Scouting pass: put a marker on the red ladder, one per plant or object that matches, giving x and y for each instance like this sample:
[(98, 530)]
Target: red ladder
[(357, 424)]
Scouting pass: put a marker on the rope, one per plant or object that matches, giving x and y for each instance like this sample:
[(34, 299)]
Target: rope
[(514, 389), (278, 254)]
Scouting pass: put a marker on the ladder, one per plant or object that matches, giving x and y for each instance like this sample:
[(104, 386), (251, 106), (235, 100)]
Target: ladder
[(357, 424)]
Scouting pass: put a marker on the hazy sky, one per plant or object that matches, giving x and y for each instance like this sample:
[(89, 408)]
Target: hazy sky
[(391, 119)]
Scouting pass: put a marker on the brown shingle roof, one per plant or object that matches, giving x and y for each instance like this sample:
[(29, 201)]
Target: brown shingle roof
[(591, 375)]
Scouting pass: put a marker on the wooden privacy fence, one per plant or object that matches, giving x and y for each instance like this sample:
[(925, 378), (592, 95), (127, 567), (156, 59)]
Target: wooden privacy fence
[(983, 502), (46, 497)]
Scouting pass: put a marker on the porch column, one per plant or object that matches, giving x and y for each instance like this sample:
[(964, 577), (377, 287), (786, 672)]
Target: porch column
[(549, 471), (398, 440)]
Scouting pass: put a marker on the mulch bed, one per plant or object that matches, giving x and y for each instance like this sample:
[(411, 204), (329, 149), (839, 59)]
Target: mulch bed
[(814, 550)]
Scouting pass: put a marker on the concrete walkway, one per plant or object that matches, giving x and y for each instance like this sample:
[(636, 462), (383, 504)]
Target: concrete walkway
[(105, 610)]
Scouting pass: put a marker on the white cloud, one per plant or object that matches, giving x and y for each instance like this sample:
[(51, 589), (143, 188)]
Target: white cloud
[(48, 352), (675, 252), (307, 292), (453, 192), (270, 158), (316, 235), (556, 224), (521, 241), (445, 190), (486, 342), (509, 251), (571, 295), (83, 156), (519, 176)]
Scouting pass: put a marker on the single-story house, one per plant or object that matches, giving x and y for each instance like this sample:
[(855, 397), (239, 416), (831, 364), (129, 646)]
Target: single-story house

· · · ·

- **What the task requires**
Please reproduce every line above word for word, changing nothing.

- **Correct result**
Scouting pass: put a marker on the red ladder, one per plant or object that matches, giving x and y for each instance like this sample:
[(98, 530)]
Target: red ladder
[(357, 424)]
Scouting pass: put a marker on the rope, one per plant or object that matches, giving x and y for each instance like this sample:
[(34, 299)]
Target: rope
[(514, 389), (278, 254)]
Scouting pass: put a marker on the ladder, one per plant or object that matches, giving x and y for each instance like this sample:
[(104, 386), (251, 106), (235, 100)]
Target: ladder
[(357, 424)]
Scouting pass: put a marker on the hazy sky, one per plant or object that matches, giving x and y for each instance like this sample:
[(89, 408)]
Target: hazy sky
[(391, 119)]
Scouting pass: put a marker on the brown shingle roof, one per plant or object that matches, giving x and y for each instance like this sample:
[(29, 201)]
Target: brown shingle roof
[(591, 375)]
Scouting pass: put a marker on the wooden privacy fence, one per plant or object that matches, giving x and y for each instance like this sample:
[(925, 378), (592, 95), (127, 567), (156, 59)]
Target: wooden privacy fence
[(983, 502), (46, 497)]
Scouting pass: put a marker on the porch column, one per plant or object that matches, giving x and y for each instance like this sample:
[(964, 577), (377, 287), (786, 672)]
Target: porch column
[(549, 471), (398, 440)]
Scouting pass: put a marker on the mulch bed, one per plant or object that matches, giving x and y for each instance like this sample:
[(411, 204), (329, 149), (839, 59)]
Target: mulch bed
[(814, 550)]
Scouting pass: put a marker on the concrete walkway, one per plant or object that matches, giving x and y for each instance like this sample:
[(636, 462), (383, 504)]
Target: concrete walkway
[(105, 610)]
Scouting pass: put a marker on the white cloud, one per plant or object that matches, giving x and y for each instance like this sample:
[(51, 589), (143, 188)]
Target: white cloud
[(48, 352), (675, 252), (307, 292), (453, 192), (270, 158), (316, 235), (556, 224), (521, 241), (445, 190), (486, 342), (509, 251), (571, 295), (83, 156), (519, 176)]
Scouting pass: put a marker on the single-story house, one per plant or object that matches, giving x and y for each instance like this sample:
[(855, 397), (239, 416), (831, 364), (129, 646)]
Target: single-story house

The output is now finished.